WHAT THE TASK ASKS >> Reproduce every line of the entries below word for word, with nothing changed, added, or left out.

EXTRACTED ENTRIES >>
--- Start ---

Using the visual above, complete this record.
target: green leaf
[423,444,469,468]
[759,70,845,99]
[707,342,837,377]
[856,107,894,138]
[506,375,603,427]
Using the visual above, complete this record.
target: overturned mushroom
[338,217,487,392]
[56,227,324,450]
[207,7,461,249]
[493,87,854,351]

--- End ---

OUTPUT >>
Using the visual above, complete this record.
target: green leaf
[423,444,469,468]
[759,70,845,99]
[707,342,837,377]
[856,107,894,138]
[506,375,603,427]
Using the visual above, complete this record.
target: overturned mushroom
[338,217,487,392]
[56,227,324,450]
[207,7,461,249]
[493,87,854,351]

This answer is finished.